Ochiltree's consecration did not take place immediately. As part of a large group of ambassadors including John Cameron, Bishop of Glasgow and Henry de Lichton, Bishop of Aberdeen, he was sent to England in January 1430 in order to secure peaceful relations while King James dealt with troublesome vassals within his own kingdom. Ochiltree was finally consecrated some time between July 1430 and April 1431.

After the assassination of King James I of Scotland at Perth on 21 February 1437, a rushed coronation took place for his seven-year-old son, who became King James II of Scotland. The coronation had to be done at Holyrood Abbey because Scone, the traditional coronation site, was too dangerous. In these circumstances, Bishop Ochiltree conducted the ceremony of anointment, a role usually reserved for a higher ranking bishop.

Ochiltree's greatest accomplishment transpired in 1442. In this year he persuaded the government of James II to grant the bishopric of Dunblane large tracts taken from the earldom of Strathearn, in royal hands since the execution of its last earl, Walter Stewart, in 1437. This land was conferred with extensive rights, the bishopric became a regality, and the town of Dunblane itself was elevated from an episcopal burgh to a burgh of barony. As Cockburn put it, "For the first time in its history the Cathedral of Dunblane had the promise of sufficient revenue".

===Michael Ochiltree and the crown===
Ochiltree's career rise and the success of his episcopate were due, in large part, to the relationship he had with the Scottish royal family. He had been an "intimate friend" of King Robert III of Scotland and his wife Anabella Drummond, and then James I and his wife Joan Beaufort. Indeed, Ochiltree, despite his relatively low birth, had been brought up at the royal court. King James I called him "the familiar, the domestic and commensal of himself, his father and his mother". He spent a good period of time as Almoner-General to James I. His relationship with Queen Joan seems to have been particularly valuable, and it was probably her influence that led to the grant of 1442.

_PROVIDED DATA:_

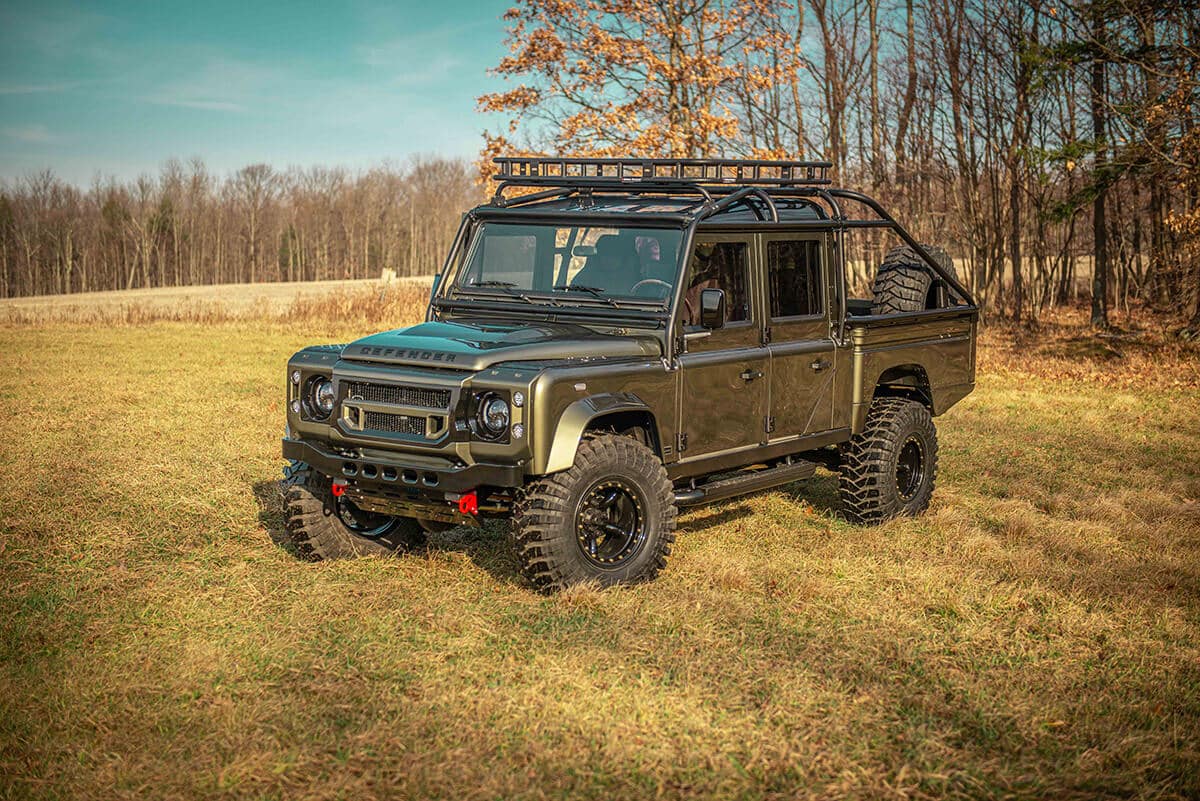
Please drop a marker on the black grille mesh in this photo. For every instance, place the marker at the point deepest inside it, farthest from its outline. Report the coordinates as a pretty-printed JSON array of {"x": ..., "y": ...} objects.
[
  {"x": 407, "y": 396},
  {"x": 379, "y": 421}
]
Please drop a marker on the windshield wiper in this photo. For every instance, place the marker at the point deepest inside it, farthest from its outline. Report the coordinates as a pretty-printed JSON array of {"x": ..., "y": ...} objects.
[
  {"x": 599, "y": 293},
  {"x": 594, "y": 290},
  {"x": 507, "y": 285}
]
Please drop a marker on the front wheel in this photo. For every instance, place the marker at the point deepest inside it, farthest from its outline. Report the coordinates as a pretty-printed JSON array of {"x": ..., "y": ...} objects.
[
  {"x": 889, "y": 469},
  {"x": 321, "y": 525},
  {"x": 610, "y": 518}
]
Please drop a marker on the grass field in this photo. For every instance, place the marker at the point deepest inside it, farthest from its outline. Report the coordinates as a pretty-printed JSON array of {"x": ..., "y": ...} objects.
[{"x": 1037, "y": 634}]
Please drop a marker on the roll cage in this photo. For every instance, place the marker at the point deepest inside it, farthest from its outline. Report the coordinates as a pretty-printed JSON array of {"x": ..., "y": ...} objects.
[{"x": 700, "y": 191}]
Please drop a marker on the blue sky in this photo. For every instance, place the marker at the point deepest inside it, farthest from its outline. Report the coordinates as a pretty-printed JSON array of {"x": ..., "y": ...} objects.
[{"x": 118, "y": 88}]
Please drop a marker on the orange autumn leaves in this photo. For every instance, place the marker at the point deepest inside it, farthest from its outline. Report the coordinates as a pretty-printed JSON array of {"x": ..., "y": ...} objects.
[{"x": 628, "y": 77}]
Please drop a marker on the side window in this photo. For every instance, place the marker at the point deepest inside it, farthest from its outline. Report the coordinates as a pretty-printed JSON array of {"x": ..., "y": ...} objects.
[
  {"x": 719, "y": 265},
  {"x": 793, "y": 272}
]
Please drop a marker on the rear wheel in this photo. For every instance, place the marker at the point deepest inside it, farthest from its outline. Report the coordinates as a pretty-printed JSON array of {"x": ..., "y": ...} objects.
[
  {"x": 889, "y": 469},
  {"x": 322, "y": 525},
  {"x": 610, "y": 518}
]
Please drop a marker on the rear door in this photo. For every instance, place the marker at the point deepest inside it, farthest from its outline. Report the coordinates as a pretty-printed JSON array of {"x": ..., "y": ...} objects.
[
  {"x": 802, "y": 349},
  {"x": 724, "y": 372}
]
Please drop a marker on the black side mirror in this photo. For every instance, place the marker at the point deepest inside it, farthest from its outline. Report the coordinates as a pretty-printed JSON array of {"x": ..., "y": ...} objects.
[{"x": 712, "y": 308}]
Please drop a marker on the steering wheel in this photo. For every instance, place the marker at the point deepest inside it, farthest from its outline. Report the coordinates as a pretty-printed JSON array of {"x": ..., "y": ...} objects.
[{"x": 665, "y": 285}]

* * *

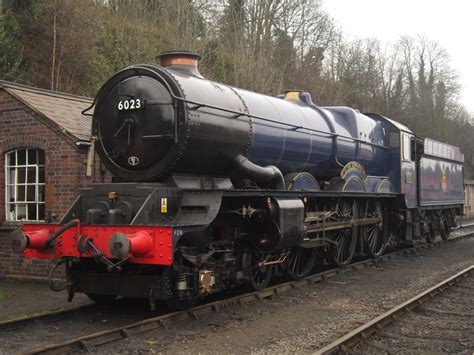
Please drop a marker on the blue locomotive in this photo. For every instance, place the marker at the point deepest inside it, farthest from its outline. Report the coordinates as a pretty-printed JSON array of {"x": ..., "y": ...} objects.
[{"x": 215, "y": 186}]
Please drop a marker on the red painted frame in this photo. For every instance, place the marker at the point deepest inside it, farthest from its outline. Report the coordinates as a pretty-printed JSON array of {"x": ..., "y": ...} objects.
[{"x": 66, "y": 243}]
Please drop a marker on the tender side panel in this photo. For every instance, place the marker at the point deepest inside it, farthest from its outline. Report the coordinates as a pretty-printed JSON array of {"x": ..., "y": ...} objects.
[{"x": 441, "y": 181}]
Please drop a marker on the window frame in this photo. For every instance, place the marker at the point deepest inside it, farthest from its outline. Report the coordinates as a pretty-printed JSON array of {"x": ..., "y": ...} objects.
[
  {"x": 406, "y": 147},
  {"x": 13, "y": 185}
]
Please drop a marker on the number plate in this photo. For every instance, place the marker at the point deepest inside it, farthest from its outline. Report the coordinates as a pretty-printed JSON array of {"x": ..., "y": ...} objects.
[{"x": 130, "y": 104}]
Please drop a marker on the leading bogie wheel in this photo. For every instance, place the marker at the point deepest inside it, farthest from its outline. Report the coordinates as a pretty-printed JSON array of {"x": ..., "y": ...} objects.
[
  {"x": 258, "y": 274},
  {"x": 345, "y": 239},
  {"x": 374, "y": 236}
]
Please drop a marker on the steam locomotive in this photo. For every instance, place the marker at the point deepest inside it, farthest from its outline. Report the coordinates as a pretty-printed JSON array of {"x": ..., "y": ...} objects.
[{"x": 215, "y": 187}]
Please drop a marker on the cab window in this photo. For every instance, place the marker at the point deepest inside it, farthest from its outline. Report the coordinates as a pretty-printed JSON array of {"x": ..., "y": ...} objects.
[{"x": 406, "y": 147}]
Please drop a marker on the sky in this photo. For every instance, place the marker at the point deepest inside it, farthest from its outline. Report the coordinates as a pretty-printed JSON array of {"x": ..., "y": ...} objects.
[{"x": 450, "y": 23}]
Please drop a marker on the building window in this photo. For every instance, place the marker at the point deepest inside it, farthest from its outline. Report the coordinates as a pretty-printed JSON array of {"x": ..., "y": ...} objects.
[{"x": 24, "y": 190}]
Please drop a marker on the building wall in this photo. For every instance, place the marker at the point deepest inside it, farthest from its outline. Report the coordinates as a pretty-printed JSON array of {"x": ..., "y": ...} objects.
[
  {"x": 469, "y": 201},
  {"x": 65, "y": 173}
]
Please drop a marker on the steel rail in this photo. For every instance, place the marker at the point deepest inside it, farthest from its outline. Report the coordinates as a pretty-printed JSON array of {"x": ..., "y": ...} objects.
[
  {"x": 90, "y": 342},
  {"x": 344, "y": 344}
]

---

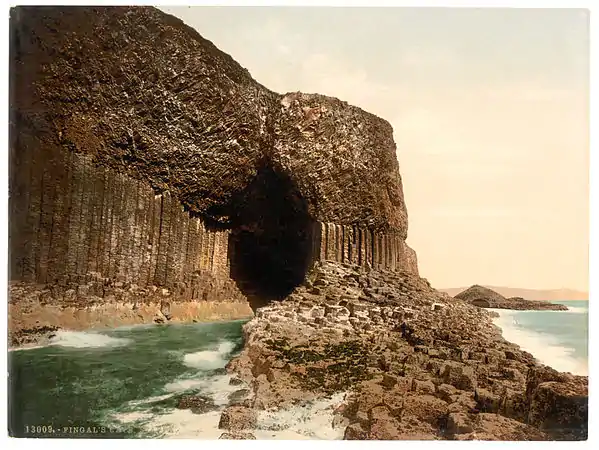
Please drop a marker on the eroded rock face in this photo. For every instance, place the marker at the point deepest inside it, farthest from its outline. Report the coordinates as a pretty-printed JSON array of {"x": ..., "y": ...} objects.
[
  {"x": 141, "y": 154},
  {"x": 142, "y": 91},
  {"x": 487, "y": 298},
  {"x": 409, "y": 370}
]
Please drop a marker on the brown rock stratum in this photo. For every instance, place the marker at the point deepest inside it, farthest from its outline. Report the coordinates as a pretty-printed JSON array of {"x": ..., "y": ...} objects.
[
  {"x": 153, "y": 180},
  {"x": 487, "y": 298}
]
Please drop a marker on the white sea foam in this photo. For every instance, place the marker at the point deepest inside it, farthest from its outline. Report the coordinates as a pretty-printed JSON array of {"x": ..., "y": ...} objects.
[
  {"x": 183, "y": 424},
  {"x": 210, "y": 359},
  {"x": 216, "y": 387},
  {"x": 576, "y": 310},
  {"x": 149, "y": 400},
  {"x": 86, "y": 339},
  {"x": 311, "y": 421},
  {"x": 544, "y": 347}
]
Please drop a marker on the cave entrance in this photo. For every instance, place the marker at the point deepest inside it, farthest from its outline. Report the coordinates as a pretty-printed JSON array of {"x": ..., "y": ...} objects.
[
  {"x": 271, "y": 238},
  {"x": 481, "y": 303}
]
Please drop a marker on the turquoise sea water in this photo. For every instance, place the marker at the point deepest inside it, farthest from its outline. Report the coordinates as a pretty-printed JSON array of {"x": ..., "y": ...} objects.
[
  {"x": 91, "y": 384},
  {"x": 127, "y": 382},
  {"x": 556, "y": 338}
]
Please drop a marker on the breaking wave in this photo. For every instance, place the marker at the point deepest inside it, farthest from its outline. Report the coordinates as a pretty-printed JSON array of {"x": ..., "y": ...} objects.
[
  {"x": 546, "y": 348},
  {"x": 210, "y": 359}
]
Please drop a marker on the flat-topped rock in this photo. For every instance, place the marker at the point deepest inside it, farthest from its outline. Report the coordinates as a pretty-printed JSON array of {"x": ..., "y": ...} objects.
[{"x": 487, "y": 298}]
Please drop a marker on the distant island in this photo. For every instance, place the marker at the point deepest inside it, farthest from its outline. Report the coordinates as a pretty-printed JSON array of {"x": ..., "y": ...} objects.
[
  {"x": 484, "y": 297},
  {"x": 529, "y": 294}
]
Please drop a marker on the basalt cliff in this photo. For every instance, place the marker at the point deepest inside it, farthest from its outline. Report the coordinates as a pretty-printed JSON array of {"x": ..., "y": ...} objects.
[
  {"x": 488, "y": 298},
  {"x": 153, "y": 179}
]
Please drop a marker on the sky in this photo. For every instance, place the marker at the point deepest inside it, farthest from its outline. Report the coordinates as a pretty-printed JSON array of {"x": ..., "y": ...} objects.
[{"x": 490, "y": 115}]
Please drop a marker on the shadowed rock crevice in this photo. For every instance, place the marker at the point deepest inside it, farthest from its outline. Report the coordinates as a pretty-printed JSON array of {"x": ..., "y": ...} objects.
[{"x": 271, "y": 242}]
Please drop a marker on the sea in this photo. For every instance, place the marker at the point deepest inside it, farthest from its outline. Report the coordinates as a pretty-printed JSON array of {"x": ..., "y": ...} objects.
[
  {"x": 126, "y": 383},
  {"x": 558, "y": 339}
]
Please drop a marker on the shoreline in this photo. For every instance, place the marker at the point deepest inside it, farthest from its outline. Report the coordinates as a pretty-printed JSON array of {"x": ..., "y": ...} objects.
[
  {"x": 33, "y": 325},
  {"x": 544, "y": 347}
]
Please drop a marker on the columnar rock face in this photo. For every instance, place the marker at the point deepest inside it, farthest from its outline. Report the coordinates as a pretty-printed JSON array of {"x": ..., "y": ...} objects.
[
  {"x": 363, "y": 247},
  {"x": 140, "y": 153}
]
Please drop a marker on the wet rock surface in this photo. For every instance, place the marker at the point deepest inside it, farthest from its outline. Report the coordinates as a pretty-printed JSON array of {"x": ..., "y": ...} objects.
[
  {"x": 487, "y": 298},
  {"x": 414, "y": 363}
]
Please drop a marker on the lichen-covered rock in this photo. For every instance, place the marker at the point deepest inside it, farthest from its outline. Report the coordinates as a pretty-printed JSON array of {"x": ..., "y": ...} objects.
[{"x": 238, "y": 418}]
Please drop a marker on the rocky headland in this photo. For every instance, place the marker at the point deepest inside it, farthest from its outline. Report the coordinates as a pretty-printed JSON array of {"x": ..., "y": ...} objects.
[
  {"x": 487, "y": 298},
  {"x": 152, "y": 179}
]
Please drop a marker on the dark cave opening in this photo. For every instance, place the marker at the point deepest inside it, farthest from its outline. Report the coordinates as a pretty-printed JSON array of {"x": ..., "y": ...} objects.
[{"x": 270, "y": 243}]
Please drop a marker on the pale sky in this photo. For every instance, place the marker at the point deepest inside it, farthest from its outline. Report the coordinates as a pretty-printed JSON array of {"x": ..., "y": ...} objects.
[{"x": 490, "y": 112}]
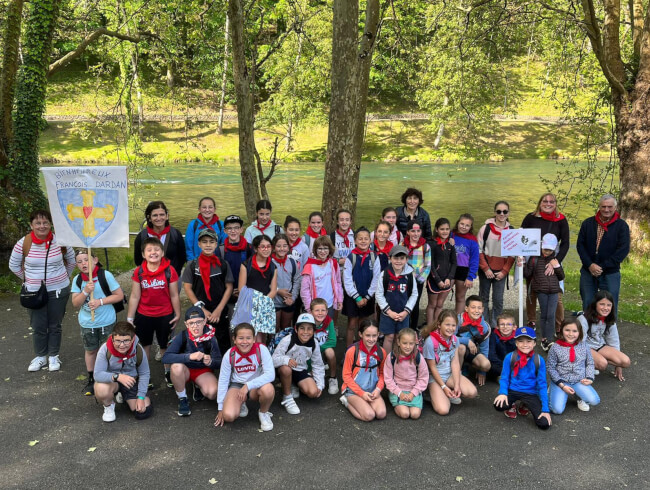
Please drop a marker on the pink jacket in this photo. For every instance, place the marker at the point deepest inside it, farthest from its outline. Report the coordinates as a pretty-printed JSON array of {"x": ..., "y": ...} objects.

_WHAT IS EXPECTED:_
Copy the passage on Michael Ochiltree word for word, from "Ochiltree's consecration did" to "and April 1431.". The material has no connection to the text about Michael Ochiltree.

_ANSWER TO THE EXERCISE:_
Ochiltree's consecration did not take place immediately. As part of a large group of ambassadors including John Cameron, Bishop of Glasgow and Henry de Lichton, Bishop of Aberdeen, he was sent to England in January 1430 in order to secure peaceful relations while King James dealt with troublesome vassals within his own kingdom. Ochiltree was finally consecrated some time between July 1430 and April 1431.